== Set task ==
Copy the items below, reproducing every line without any changes.

Rows of box annotation data:
begin

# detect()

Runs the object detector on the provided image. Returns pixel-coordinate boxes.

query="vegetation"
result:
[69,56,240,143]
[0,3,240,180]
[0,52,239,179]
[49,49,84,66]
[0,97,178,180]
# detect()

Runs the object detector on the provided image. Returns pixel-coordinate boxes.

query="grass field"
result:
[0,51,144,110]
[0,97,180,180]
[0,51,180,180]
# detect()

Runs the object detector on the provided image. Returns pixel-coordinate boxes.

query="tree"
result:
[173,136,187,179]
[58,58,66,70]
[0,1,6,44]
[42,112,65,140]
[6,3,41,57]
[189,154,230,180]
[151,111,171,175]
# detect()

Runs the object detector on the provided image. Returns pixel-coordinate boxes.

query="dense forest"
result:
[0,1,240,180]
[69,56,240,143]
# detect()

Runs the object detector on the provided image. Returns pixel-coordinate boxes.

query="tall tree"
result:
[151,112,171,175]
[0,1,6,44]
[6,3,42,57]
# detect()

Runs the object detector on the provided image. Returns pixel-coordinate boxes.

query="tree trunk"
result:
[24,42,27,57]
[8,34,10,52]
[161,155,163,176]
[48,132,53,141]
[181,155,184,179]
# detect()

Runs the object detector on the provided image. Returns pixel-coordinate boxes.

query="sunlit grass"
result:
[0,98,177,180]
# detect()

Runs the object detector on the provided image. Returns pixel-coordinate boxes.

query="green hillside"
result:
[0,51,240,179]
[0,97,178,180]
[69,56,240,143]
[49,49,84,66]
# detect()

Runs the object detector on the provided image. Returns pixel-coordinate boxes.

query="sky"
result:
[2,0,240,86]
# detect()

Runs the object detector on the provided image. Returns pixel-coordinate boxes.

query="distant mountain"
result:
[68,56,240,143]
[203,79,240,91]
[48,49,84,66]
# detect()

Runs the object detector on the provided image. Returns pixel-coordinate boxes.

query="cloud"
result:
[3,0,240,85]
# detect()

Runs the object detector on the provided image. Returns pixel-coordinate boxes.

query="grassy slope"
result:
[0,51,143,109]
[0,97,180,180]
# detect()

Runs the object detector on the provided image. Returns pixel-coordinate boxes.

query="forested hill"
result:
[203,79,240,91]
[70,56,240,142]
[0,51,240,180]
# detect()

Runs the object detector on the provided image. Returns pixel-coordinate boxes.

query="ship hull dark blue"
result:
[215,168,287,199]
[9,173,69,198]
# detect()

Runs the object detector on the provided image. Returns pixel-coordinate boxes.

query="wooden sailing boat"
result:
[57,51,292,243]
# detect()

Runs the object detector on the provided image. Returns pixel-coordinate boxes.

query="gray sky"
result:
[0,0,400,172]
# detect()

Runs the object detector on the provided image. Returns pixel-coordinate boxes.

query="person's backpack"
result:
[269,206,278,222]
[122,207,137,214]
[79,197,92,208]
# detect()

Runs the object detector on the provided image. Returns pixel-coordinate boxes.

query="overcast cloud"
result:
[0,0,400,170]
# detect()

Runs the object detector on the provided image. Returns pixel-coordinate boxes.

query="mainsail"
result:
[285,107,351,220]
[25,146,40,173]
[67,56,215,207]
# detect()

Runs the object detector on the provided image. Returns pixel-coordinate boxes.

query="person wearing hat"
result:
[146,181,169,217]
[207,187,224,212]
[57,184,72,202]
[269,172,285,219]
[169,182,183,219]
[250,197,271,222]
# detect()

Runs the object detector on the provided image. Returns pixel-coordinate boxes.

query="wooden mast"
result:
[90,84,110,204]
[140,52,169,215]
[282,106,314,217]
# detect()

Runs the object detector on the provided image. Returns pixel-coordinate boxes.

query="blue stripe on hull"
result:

end

== Exercise response ==
# detect()

Runs the object detector on the provided image. Returns pixel-coordinate boxes.

query="vegetation"
result:
[69,56,240,143]
[0,3,240,180]
[0,52,239,179]
[49,49,84,66]
[0,97,178,180]
# detect()

Runs the object detector on the provided image. Returns pixel-coordinate boxes.

query="grass field"
result:
[0,51,144,110]
[0,97,180,180]
[0,51,180,180]
# detect()

Runs the object detector on the provided image. Returns pixel-coordinate boxes.

query="tree"
result:
[173,136,187,179]
[58,58,66,70]
[0,1,6,44]
[42,112,65,140]
[6,3,41,57]
[189,154,230,180]
[151,111,171,175]
# detect()

Runs the object detector on the provided image. Returns pixel-coordinate boxes.

query="dense forest"
result:
[0,1,240,180]
[69,56,240,143]
# detect()

Runs the object detector on the provided image. Returns pixel-coordinate boxes.

query="tall tree"
result:
[151,112,171,175]
[0,1,6,44]
[6,3,42,57]
# detect()

Runs the object detector on the provided image. Returns pixel-coordinate boxes.

query="tree trunk"
result:
[24,42,27,57]
[8,34,10,52]
[161,155,163,176]
[48,132,53,141]
[181,155,184,179]
# detect()

Runs the object detector on the provided image. Returns pixel-coordinate boxes.

query="sunlit grass"
result:
[0,98,177,180]
# detect()

Runs the object detector on the provided image. Returns pixel-coordinate boxes.

query="green hillside"
result:
[0,51,240,179]
[0,97,178,180]
[69,56,240,143]
[49,49,84,66]
# detect()

Runs the object detector on the provided image. Returns pixel-coordinate boxes.

query="sky"
result:
[2,0,240,86]
# detect()

Runs the object detector on the provided image. Returns pixel-coordinate boxes.

query="distant mountain"
result:
[68,56,240,143]
[203,79,240,91]
[48,49,84,66]
# detect()

Runs the object detector on the provided image. Returns pixel-coordinate boxes.

query="cloud"
result:
[3,0,240,85]
# detect()

Runs the object detector on the provided image. Returns pixel-coordinate boxes.

query="grassy slope"
result:
[0,51,143,109]
[0,97,180,180]
# detect()

Runs the object detector on the provided image. Returns pixel-coordinate boxes.

query="forested hill"
result:
[203,79,240,91]
[70,56,240,142]
[0,51,240,180]
# detect()

Runs the object detector on the provided image. Returns pixel-coordinate boxes.

query="ship hull dark blue"
result:
[215,168,287,199]
[9,173,69,198]
# detect()

Runs the object detector on the provided image. Returns pixel-coordinate boxes.

query="wooden sailing boat"
result:
[57,51,292,243]
# detect()

Runs the object detector on the provided image. Returns pixel-coordinate boxes.

query="gray sky"
result:
[0,0,400,172]
# detect()

Runs the object detector on the provided image. Returns pixel-coordinate boxes.

query="person's backpack"
result:
[269,206,278,222]
[122,207,137,214]
[79,197,92,208]
# detect()

Runs the object detector on the provided image. Returns pixel-coordinate boxes.

query="overcast cloud"
result:
[0,0,400,170]
# detect()

Runs the object detector on the provided image. Returns pixel-coordinate boxes.

query="mainsail"
result:
[285,107,351,220]
[25,146,40,173]
[67,56,215,207]
# detect()

Runs the object detector on the provided image. Returns pixel-coordinate boxes.

query="person wearing hat"
result:
[146,181,169,217]
[207,187,224,212]
[57,184,72,202]
[269,172,285,219]
[169,182,183,219]
[250,197,271,222]
# detect()

Runs the object detector on the provided image. Returns pixel-coordinate boxes.

query="wooden mast"
result:
[90,84,110,204]
[140,52,169,215]
[282,106,314,217]
# detect()

Runs the object detector on the provided image. Returns pixel-coordinate boxes.

query="blue stripe on hull"
result:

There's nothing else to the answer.